Point labeling dataset excerpts
⟨

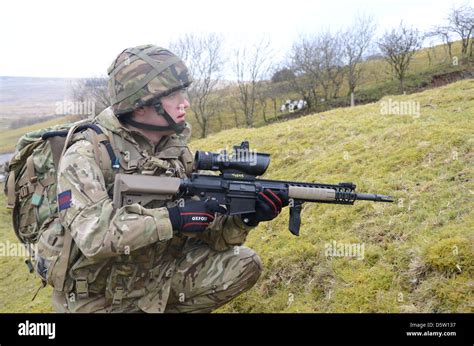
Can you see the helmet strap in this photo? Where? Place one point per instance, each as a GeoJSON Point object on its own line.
{"type": "Point", "coordinates": [172, 125]}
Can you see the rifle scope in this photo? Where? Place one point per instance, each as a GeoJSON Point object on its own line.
{"type": "Point", "coordinates": [242, 160]}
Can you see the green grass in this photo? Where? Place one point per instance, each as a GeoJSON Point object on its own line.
{"type": "Point", "coordinates": [418, 251]}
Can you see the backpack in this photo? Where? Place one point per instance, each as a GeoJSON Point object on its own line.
{"type": "Point", "coordinates": [31, 190]}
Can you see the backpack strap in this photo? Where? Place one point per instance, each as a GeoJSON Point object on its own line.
{"type": "Point", "coordinates": [100, 137]}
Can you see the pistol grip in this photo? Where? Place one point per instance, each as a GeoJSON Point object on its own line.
{"type": "Point", "coordinates": [295, 219]}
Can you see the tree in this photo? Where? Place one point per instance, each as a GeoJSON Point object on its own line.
{"type": "Point", "coordinates": [283, 75]}
{"type": "Point", "coordinates": [251, 67]}
{"type": "Point", "coordinates": [318, 65]}
{"type": "Point", "coordinates": [444, 32]}
{"type": "Point", "coordinates": [356, 41]}
{"type": "Point", "coordinates": [398, 46]}
{"type": "Point", "coordinates": [461, 22]}
{"type": "Point", "coordinates": [204, 57]}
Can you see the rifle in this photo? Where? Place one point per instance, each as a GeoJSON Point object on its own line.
{"type": "Point", "coordinates": [236, 186]}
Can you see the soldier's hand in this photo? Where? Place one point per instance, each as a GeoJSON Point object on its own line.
{"type": "Point", "coordinates": [267, 207]}
{"type": "Point", "coordinates": [195, 216]}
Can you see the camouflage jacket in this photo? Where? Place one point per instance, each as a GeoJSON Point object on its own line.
{"type": "Point", "coordinates": [127, 253]}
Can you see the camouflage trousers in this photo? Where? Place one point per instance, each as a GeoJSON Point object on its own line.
{"type": "Point", "coordinates": [203, 280]}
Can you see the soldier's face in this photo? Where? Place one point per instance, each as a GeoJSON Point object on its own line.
{"type": "Point", "coordinates": [175, 104]}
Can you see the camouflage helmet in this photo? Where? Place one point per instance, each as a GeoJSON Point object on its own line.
{"type": "Point", "coordinates": [144, 73]}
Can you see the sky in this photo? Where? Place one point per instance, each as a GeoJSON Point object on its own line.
{"type": "Point", "coordinates": [72, 39]}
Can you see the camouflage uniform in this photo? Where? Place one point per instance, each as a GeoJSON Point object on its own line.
{"type": "Point", "coordinates": [129, 259]}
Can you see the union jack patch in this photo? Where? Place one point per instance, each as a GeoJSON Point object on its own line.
{"type": "Point", "coordinates": [64, 200]}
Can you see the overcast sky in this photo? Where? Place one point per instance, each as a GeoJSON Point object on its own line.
{"type": "Point", "coordinates": [81, 38]}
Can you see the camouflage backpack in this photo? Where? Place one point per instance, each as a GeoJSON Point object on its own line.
{"type": "Point", "coordinates": [31, 187]}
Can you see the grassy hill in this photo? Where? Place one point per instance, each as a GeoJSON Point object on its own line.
{"type": "Point", "coordinates": [418, 253]}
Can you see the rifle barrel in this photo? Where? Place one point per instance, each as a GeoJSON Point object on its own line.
{"type": "Point", "coordinates": [374, 197]}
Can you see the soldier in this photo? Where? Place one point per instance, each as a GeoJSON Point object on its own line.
{"type": "Point", "coordinates": [152, 258]}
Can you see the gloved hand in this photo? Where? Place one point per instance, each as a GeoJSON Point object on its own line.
{"type": "Point", "coordinates": [195, 216]}
{"type": "Point", "coordinates": [267, 207]}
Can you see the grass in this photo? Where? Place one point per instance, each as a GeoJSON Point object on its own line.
{"type": "Point", "coordinates": [418, 251]}
{"type": "Point", "coordinates": [376, 81]}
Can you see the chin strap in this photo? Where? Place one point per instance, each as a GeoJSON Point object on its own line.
{"type": "Point", "coordinates": [178, 128]}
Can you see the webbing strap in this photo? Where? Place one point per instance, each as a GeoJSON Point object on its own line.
{"type": "Point", "coordinates": [57, 145]}
{"type": "Point", "coordinates": [30, 169]}
{"type": "Point", "coordinates": [11, 195]}
{"type": "Point", "coordinates": [63, 261]}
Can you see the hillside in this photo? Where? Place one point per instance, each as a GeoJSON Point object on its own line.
{"type": "Point", "coordinates": [418, 253]}
{"type": "Point", "coordinates": [25, 97]}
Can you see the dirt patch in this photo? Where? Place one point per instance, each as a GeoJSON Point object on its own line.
{"type": "Point", "coordinates": [450, 77]}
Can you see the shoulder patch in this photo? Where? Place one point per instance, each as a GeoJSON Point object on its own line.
{"type": "Point", "coordinates": [64, 200]}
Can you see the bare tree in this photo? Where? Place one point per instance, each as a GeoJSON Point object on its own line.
{"type": "Point", "coordinates": [250, 67]}
{"type": "Point", "coordinates": [398, 46]}
{"type": "Point", "coordinates": [332, 65]}
{"type": "Point", "coordinates": [204, 58]}
{"type": "Point", "coordinates": [461, 22]}
{"type": "Point", "coordinates": [444, 32]}
{"type": "Point", "coordinates": [356, 41]}
{"type": "Point", "coordinates": [305, 62]}
{"type": "Point", "coordinates": [317, 64]}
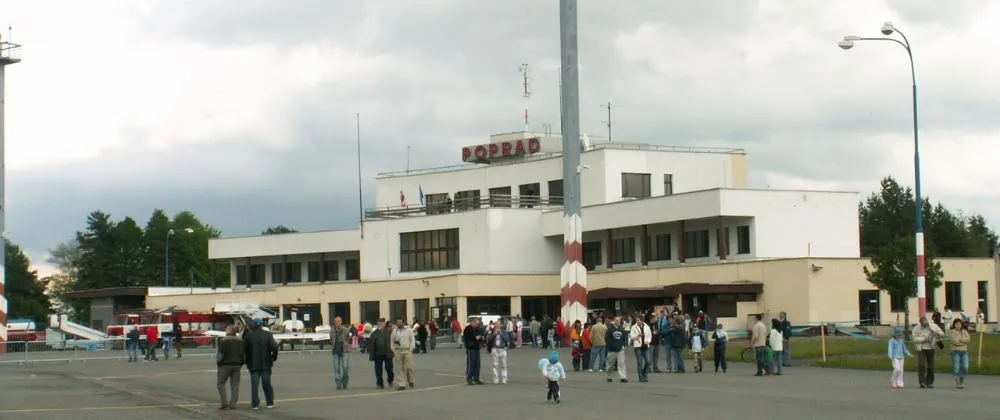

⟩

* [SET PROBLEM]: Rewrite all of the rows above, replacing "in this photo" with "in this image" and keeping everything else unchanged. Omit the pictures from your answer.

* [EXERCISE SOLUTION]:
Can you see the helmet strap in this image? Where? Place one point per instance, each as a GeoJSON Point object on its own line.
{"type": "Point", "coordinates": [172, 125]}
Can you see the rifle scope in this image? Where? Place one point per instance, each as a GeoJSON Point object on its own line.
{"type": "Point", "coordinates": [242, 160]}
Can you see the green grass in this image? Where? Place one point per instance, each as a GeoJSON Point object on its own line.
{"type": "Point", "coordinates": [418, 251]}
Can you see the backpack in this image? Where? Place one point per instance, each as a GeoJSON Point object on its own line.
{"type": "Point", "coordinates": [31, 190]}
Can you see the backpack strap in this image? Where? Place one point per instance, each as a GeoJSON Point object on its own line.
{"type": "Point", "coordinates": [100, 137]}
Can you see the pistol grip in this image? Where? Place one point per instance, each as a GeoJSON Point object on its own line.
{"type": "Point", "coordinates": [295, 219]}
Can you see the tree in this image? Where? Place one point per instance, each as a GeoJSON Point object on its own line.
{"type": "Point", "coordinates": [283, 75]}
{"type": "Point", "coordinates": [251, 67]}
{"type": "Point", "coordinates": [318, 65]}
{"type": "Point", "coordinates": [444, 32]}
{"type": "Point", "coordinates": [356, 41]}
{"type": "Point", "coordinates": [398, 46]}
{"type": "Point", "coordinates": [461, 22]}
{"type": "Point", "coordinates": [204, 57]}
Can you see the rifle in this image? Where? Place one point per instance, each as a GeoJSON Point object on its own line.
{"type": "Point", "coordinates": [236, 186]}
Can you see the soldier's hand in this image? Where? Place one point per instance, each as a GeoJSON Point object on its own line.
{"type": "Point", "coordinates": [267, 207]}
{"type": "Point", "coordinates": [195, 216]}
Can you see the camouflage jacket in this image? Where? Place one point per instance, each as a GeoJSON Point object on its own line.
{"type": "Point", "coordinates": [127, 253]}
Can you see the camouflage trousers in this image? Where? Place one point per instance, each as a GeoJSON Point object on its own line.
{"type": "Point", "coordinates": [203, 280]}
Can you see the soldier's face in this image? Where? Place one point per instance, each as a GeoJSON Point object on its own line.
{"type": "Point", "coordinates": [175, 104]}
Can you see the camouflage helmet in this image? Where? Place one point per instance, each as a GeoJSON Point object on its own line.
{"type": "Point", "coordinates": [144, 73]}
Can you see the sky in this image? Where? Place one point per instance, each as a GeoJSON Point object on its own line.
{"type": "Point", "coordinates": [72, 39]}
Can you see the camouflage uniform in this image? Where? Place one point per instance, each as a GeoJSON Point object on its own line.
{"type": "Point", "coordinates": [129, 259]}
Can you see the union jack patch in this image? Where? Place one point per instance, each as a GeoJSON Point object on its own line.
{"type": "Point", "coordinates": [64, 200]}
Can you see the overcast sky in this image? Where? Place one point per instance, each as a GeoJSON Point object on its own line.
{"type": "Point", "coordinates": [81, 38]}
Can you see the camouflage backpack in this image? Where? Place one point per instance, each as a GeoJSON Point object on its own line.
{"type": "Point", "coordinates": [31, 187]}
Can you see the grassy hill in this image? Where? Place one point per instance, each as a GeoJSON Point object on its own line.
{"type": "Point", "coordinates": [418, 253]}
Can you see the rifle barrel in this image? Where? Place one point per instance, each as a GeoJSON Point object on its own line.
{"type": "Point", "coordinates": [374, 197]}
Can you see the soldier in this image? Where? Place one point per instance, each as a GeoJSON Point object on its own line.
{"type": "Point", "coordinates": [152, 258]}
Can you see the gloved hand in this image? Where? Place one point per instance, each as a GeoJSON Point object on its own line.
{"type": "Point", "coordinates": [195, 216]}
{"type": "Point", "coordinates": [267, 207]}
Can you see the grass in this image? Where? Place one point per instance, each as a GeoJSON Point object on its own line.
{"type": "Point", "coordinates": [418, 251]}
{"type": "Point", "coordinates": [376, 81]}
Can you see the chin strap in this image? Where? Place one point per instance, each as a GeoJSON Point object on its own line.
{"type": "Point", "coordinates": [178, 128]}
Can you see the webbing strap in this image? Where? Place one point per instance, each as a GeoJSON Point object on its own line.
{"type": "Point", "coordinates": [57, 145]}
{"type": "Point", "coordinates": [30, 169]}
{"type": "Point", "coordinates": [11, 195]}
{"type": "Point", "coordinates": [63, 261]}
Can you see the hillside in this image? Where? Place one point per instance, each as a GeoJSON Point object on its own line.
{"type": "Point", "coordinates": [418, 253]}
{"type": "Point", "coordinates": [25, 97]}
Can you see the dirt patch in this image? Where? Place one point per instance, each as a GeoJSON Point object on its own line.
{"type": "Point", "coordinates": [450, 77]}
Can you see the shoulder patch in this image? Where? Place one point per instance, each as a GeoJSON Point object on its own line.
{"type": "Point", "coordinates": [64, 200]}
Can you see the bare tree in this image? Where? Place one point per instance, each as a GeoJSON Point object on its own line.
{"type": "Point", "coordinates": [250, 67]}
{"type": "Point", "coordinates": [398, 46]}
{"type": "Point", "coordinates": [332, 65]}
{"type": "Point", "coordinates": [204, 58]}
{"type": "Point", "coordinates": [461, 22]}
{"type": "Point", "coordinates": [444, 32]}
{"type": "Point", "coordinates": [356, 41]}
{"type": "Point", "coordinates": [305, 62]}
{"type": "Point", "coordinates": [317, 64]}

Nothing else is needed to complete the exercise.